→ **ASSIGNED TASK**:
Print out all of the data below, keeping it identical to the original.

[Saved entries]
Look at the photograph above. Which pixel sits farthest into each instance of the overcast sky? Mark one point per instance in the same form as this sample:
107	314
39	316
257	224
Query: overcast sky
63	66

→ **COMPLETED TASK**:
Look at the photograph above. Which pixel sits farthest into each instance of the overcast sky? Mark one point per instance in the same form as this sample:
107	314
39	316
257	224
Query: overcast sky
63	66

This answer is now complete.